Stored entries
------

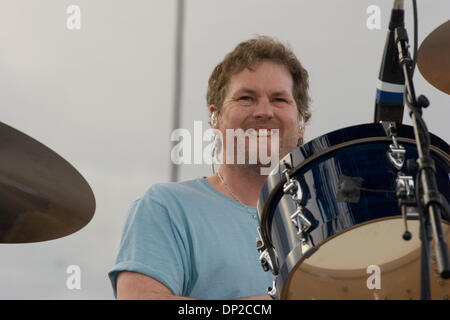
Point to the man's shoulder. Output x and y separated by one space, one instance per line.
165 190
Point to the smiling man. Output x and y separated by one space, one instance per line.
196 239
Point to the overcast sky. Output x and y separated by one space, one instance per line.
101 97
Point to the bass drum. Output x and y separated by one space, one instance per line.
354 249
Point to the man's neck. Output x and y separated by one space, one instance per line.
241 182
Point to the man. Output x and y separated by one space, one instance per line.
196 239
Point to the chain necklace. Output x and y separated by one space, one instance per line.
234 196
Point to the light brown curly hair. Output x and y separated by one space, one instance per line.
248 54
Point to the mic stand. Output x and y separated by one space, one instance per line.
429 201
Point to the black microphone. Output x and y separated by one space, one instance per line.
389 103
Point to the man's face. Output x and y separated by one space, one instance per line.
262 99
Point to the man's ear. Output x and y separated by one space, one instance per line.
213 116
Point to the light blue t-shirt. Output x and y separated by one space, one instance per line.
195 240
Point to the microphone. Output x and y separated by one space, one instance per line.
389 102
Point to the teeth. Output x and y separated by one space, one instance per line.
260 132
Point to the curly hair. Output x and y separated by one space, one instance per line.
249 53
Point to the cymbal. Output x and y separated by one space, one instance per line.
42 197
433 57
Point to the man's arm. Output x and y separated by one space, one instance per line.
137 286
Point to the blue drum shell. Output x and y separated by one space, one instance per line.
358 152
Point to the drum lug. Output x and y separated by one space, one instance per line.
396 155
396 152
272 291
300 221
269 261
268 257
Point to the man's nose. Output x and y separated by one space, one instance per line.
264 109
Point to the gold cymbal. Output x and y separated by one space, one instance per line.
42 197
433 57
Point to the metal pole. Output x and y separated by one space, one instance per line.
178 79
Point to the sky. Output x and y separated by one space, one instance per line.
101 96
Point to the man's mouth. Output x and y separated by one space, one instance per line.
264 132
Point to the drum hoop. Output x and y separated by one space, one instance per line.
388 267
265 230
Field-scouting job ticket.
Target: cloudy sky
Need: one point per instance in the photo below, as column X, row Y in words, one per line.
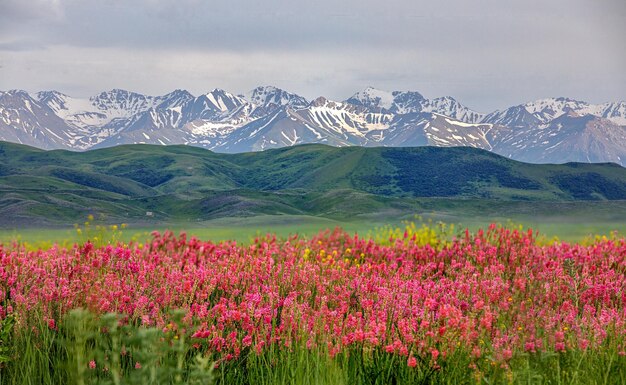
column 489, row 54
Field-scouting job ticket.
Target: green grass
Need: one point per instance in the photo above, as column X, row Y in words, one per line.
column 62, row 356
column 186, row 184
column 573, row 228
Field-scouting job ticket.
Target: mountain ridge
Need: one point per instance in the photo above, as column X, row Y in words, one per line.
column 272, row 117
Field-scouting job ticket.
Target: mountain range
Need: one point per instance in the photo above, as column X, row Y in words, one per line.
column 554, row 130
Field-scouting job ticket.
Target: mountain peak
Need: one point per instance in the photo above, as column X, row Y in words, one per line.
column 271, row 96
column 372, row 98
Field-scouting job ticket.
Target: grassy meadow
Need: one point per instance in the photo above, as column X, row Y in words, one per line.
column 410, row 304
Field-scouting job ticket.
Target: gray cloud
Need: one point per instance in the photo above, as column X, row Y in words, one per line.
column 488, row 53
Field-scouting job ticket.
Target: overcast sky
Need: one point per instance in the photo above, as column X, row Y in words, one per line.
column 489, row 54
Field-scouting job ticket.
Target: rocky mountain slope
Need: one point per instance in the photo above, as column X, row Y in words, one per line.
column 554, row 130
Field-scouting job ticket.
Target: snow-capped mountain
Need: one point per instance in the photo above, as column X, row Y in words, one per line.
column 545, row 110
column 23, row 119
column 546, row 130
column 406, row 102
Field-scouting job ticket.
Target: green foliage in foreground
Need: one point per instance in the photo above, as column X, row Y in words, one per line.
column 87, row 350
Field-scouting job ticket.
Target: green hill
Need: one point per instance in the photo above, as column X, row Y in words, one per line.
column 188, row 183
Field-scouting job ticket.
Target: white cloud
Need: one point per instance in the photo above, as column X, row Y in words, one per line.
column 488, row 53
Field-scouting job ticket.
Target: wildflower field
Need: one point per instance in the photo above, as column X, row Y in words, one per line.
column 418, row 305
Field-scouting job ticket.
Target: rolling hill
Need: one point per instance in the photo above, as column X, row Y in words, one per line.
column 123, row 183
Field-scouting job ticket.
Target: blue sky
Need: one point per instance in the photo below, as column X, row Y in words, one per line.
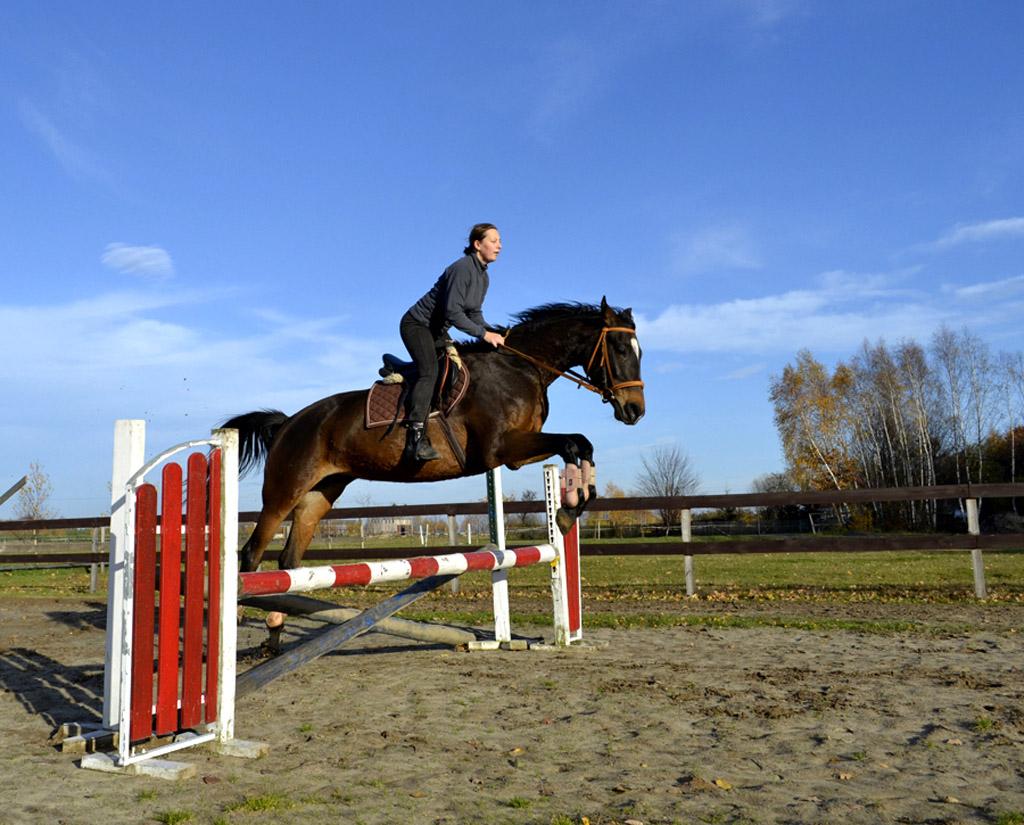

------

STATED PROBLEM -
Please count the lines of the rows above that contain the word "hill", and give only that number.

ANSWER TO THIS EXERCISE -
2